(Saved data entries)
________________________________________
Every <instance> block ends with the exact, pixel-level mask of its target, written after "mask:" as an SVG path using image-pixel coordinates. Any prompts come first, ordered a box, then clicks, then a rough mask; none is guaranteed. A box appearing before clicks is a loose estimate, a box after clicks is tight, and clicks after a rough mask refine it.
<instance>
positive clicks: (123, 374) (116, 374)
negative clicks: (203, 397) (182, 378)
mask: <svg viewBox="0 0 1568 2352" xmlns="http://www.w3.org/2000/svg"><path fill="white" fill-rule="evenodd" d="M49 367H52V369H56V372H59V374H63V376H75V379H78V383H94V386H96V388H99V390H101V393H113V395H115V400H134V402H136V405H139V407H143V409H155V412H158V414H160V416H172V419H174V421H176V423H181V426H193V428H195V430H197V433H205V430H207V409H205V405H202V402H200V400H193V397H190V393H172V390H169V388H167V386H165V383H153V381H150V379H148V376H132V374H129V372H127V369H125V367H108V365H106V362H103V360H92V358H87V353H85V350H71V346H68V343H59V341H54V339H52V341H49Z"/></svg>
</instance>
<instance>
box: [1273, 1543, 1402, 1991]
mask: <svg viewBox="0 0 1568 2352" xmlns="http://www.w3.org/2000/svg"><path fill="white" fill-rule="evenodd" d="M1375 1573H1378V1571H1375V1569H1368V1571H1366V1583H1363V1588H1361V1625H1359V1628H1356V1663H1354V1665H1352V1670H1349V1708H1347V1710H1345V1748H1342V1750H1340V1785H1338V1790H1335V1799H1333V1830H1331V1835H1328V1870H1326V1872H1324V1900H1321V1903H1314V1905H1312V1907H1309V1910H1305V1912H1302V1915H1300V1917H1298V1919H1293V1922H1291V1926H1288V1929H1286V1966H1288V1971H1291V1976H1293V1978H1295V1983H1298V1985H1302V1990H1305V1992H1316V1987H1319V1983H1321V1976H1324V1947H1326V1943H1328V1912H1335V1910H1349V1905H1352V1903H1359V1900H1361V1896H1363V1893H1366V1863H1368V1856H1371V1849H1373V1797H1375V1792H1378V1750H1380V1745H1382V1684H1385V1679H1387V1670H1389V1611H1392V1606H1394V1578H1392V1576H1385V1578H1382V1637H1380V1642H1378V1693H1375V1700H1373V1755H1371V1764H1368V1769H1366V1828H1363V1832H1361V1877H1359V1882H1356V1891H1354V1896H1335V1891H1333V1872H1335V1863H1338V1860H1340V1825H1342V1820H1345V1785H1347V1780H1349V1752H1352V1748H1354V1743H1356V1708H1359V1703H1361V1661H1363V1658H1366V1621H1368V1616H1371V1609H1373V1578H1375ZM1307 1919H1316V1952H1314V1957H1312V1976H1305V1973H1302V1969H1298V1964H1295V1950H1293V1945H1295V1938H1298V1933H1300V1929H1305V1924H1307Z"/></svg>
________________________________________
Scan the data above for the word "instance" and report every line where it is found.

Every <instance> block ends with the exact, pixel-level mask of its target, written after "mask:" as an SVG path using image-pixel coordinates. Any prompts come first, ordered a box, then clicks, then a rough mask; none is guaranteed. A box appearing before clicks is a loose estimate, a box after clicks is tight, and clicks after a rough mask refine it.
<instance>
</instance>
<instance>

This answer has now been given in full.